---- Text extract

1978  Domaine Vieux Telegraphe Chateauneuf-du-Pape   18 ½  ()
Southern Rhone Valley,  France:  14%;  $ –    [ cork 49mm;  Gr 70%,  Sy 15,  Mv 10,  Ci 5;  big old wood only,  then,  for c.22 months.  This is a rare (and sole) bottle:  John Livingstone-Learmonth,  the latterday authority on the Rhone Valley,  records that in 1978 the Bruniers made 225,000 litres of the grand vin,  but bottled only 7,500 for their own label.  The rest was sold in bulk to Jaboulet,  Chapoutier,  and other negociants.  This bottle bought at Kermit Lynch's (San Francisco) in 1981.  He pioneered Vieux Telegraphe in America,  and remains a,  perhaps the,  pre-eminent importer of French wine there.  Because the domaine bottling is so rare,  it is not even scheduled currently by wine-searcher.com,  hard though that is to believe.  The last lot I can find sold at auction for £175.  
Livingstone-Learmonth last tasted this wine in 2012,  at the vineyard with the Bruniers,  when he rated it 6-stars,  a rating he rarely gives.  His notes (in his distinctive / eclectic style) mention:  
The bouquet now is enormously wide, with a deep, lingering black fruit presence. Quelle jeunesse … This is extraordinary, Grand Vin … a complete meal in its own right;  he also records Daniel Brunier saying:  “it is a vintage of Anthology – nothing was done; no destemming, only a light crush, fermented in a closed foudre … so no intervention here, just the heart of the maker, made in innocence".
Parker is of the view that the 1978 is the last of the great Vieux Telegraphes – he bought four cases of it: in one review he refers to it as:  
The colossal 1978 remains the reference point wine for Vieux Telegraphe, although the 1998 may challenge it;  in 2003 his FIFTH note on it maintains a score of 94 and says:  One of the great classics of Chateauneuf du Pape is the 1978 made by Henri Brunier. This wine, which has given me immense pleasure, offers a sensational smorgasbord of aromas, including compost, pepper, black fruits, smoked meats, Vaucluse truffles, licorice, and incense. The aromatics easily merit a perfect 100-point score. In the mouth, this huge wine is massive, thick, and unctuous, with the concentration of a dry vintage port. An amazing effort, it remains the quintessential classic Vieux-Telegraphe, that perhaps only the 1998 will come close to rivaling. The 1978 has been fully mature for over a decade, but the color remains a dark plum/purple with little signs of evolution. Drink it over the next decade. An amazing wine!

--------
---- Dataset rows

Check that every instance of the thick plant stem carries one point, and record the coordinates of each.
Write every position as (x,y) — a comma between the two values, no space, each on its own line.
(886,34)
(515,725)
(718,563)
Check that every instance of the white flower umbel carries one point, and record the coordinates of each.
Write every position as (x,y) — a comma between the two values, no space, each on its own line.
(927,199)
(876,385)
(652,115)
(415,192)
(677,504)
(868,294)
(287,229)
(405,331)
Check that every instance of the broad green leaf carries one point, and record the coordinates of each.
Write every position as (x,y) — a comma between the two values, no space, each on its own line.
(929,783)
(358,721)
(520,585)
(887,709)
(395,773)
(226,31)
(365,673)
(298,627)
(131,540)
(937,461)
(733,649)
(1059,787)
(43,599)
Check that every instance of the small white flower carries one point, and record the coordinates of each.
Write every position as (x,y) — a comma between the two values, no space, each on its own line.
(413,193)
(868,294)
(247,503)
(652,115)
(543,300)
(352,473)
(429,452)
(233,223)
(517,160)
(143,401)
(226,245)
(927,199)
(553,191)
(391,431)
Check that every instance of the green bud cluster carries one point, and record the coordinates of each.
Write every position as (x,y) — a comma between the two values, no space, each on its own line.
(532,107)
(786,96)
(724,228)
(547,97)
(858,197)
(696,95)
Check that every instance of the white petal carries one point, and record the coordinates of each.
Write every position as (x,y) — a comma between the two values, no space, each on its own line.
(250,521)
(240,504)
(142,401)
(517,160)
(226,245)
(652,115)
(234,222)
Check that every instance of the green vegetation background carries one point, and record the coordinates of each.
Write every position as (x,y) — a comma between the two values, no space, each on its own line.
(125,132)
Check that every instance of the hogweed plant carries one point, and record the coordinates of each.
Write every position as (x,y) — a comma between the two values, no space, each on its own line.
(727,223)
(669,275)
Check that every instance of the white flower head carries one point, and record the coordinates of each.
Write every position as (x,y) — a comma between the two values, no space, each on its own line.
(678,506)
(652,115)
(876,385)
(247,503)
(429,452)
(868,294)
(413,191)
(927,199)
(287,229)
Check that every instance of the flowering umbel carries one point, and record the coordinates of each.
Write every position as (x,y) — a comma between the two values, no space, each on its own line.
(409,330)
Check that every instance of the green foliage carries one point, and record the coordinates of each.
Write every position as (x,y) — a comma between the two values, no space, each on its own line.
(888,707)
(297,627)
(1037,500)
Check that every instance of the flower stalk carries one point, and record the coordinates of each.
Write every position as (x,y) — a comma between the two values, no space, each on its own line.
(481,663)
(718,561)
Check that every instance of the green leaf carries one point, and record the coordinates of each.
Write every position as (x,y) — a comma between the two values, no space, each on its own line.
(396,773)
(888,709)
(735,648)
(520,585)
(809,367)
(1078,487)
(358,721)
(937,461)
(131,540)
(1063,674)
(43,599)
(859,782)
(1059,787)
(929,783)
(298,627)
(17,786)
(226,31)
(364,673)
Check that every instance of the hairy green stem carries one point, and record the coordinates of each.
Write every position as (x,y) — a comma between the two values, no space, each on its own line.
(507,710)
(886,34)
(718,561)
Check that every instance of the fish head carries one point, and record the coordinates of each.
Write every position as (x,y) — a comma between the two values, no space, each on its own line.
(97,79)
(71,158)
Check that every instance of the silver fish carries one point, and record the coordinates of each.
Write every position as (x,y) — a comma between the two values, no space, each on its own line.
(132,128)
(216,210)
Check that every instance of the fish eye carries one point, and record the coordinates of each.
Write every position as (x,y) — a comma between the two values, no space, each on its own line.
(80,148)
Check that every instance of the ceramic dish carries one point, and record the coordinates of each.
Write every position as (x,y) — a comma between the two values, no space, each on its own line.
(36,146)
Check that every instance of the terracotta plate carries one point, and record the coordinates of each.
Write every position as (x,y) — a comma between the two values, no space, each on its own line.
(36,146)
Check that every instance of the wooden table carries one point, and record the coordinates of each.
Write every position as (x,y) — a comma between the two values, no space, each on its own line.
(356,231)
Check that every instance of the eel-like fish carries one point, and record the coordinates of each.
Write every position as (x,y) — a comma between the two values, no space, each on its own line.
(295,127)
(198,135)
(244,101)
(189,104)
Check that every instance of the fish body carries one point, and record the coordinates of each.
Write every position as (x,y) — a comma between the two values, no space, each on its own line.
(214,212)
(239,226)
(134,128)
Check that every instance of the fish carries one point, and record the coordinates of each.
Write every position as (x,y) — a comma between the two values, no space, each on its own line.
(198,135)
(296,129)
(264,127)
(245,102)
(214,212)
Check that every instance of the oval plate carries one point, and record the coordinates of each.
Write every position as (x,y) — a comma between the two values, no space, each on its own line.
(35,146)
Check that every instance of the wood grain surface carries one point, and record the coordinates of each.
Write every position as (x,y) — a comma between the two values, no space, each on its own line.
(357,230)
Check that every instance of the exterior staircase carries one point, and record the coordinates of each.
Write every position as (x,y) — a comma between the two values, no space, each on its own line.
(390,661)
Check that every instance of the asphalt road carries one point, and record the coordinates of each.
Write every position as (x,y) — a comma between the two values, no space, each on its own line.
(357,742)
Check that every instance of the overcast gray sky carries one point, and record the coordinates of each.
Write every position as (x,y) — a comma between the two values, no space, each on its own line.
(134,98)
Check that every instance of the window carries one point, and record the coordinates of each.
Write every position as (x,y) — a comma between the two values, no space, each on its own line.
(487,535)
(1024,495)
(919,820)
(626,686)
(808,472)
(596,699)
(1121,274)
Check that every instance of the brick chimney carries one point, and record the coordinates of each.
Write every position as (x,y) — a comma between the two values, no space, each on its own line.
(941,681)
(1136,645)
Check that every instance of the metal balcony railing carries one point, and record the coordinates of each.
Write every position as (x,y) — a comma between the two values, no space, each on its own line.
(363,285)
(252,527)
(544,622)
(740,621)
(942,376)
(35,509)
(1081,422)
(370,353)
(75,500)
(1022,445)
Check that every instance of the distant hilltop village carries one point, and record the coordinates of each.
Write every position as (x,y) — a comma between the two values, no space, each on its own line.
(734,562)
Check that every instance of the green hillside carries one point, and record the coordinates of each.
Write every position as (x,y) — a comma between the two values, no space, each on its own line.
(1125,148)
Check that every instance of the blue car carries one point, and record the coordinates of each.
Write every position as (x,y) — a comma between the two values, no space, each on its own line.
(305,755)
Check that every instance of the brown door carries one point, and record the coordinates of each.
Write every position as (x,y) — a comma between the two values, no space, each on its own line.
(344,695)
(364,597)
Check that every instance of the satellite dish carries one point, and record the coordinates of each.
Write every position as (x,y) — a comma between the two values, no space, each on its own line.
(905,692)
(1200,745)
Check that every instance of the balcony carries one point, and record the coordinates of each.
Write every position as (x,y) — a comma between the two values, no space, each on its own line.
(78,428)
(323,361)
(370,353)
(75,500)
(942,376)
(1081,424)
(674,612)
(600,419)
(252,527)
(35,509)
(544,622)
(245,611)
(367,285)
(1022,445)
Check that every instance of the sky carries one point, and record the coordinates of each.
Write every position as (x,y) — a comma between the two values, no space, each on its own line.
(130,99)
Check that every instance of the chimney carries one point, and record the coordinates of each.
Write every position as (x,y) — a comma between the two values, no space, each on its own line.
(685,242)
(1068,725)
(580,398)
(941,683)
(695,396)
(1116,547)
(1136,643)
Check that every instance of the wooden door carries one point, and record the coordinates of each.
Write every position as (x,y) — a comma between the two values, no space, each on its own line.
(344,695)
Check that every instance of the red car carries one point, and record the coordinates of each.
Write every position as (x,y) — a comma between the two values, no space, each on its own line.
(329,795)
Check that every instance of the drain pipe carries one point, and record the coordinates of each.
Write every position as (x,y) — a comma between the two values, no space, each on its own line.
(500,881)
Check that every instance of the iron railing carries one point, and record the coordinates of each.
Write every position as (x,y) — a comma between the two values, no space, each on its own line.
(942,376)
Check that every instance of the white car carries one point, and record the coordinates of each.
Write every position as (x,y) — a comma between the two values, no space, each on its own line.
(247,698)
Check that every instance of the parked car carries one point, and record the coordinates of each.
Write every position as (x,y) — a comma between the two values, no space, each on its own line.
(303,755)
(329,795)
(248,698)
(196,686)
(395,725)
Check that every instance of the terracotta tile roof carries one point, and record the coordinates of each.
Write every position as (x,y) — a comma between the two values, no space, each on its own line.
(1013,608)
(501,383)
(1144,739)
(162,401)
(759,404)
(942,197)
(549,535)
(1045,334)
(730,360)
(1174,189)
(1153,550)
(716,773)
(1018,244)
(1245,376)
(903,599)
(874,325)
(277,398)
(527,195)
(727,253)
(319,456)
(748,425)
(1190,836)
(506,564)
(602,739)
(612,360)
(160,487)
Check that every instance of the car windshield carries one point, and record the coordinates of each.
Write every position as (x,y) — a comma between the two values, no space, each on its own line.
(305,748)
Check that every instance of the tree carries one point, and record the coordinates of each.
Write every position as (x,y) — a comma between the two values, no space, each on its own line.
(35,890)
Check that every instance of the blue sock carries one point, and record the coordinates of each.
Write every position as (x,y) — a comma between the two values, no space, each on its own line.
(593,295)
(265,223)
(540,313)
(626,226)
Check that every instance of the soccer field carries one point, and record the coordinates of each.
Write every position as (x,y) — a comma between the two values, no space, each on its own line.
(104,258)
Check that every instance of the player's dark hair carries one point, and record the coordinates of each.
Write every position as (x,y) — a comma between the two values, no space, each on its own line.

--------

Jobs
A. In the Vieux Telegraphe tasting note, how many liters of the 1978 grand vin did the Bruniers bottle under their own label?
B. Pick up the Vieux Telegraphe tasting note after its last sentence and carry it forward in the same style.
The listing is separate material and does not belong to the Vieux Telegraphe tasting note.

Answers given
A. 7,500 liters.

B.
Jancis Robinson rated it 19 in 2009,  saying:  
This was a stunning bottle. Very very dark crimson. Sleek and polished and sweet and spicy. Wonderfully flattering texture and fully evolved enveloping bouquet. Just gorgeous. Very long. Great wine that survived in an open decanter for 24 hours (until I finished it).  In all her years tasting,  she has rated only four Chateauneufs higher,  and two of them are Beaucastel's Homage a Jacques Perrin,  which is more a $500 bottle (current).  So with luck,  cork willing,  this should be a benchmark experience;  www.brunier.fr ]
Good near-velvety ruby,  some garnet,  well above midway.  Bouquet is simply astonishing,  being youthful (along with one other) in the company of mostly much more mellow and fragrant wines.  The depth of grenache-based but deeply aromatic (mourvedre ?) berry and fruit is astonishing.  It does not have the beautiful burgundian quality of bouquet Les Cedres shows,  the fruit being altogether more,  dare I say it,  primary.  In mouth the wine is darkly and freshly plummy,  more tannic than the bouquet would suggest (the mourvedre again),  with a perfume reminding of pink pine (manool – bespeaking the grenache) emerging.  As Harry Waugh used to say,  it has tannin to lose (and aplenty) before it becomes as beautiful as Les Cedres,  but it is mightily impressive.  One first place.  Cellar 5 – 15 years.  GK 04/14

1978  Ch Pichon Longueville Comtesse de Lalande   18 +  ()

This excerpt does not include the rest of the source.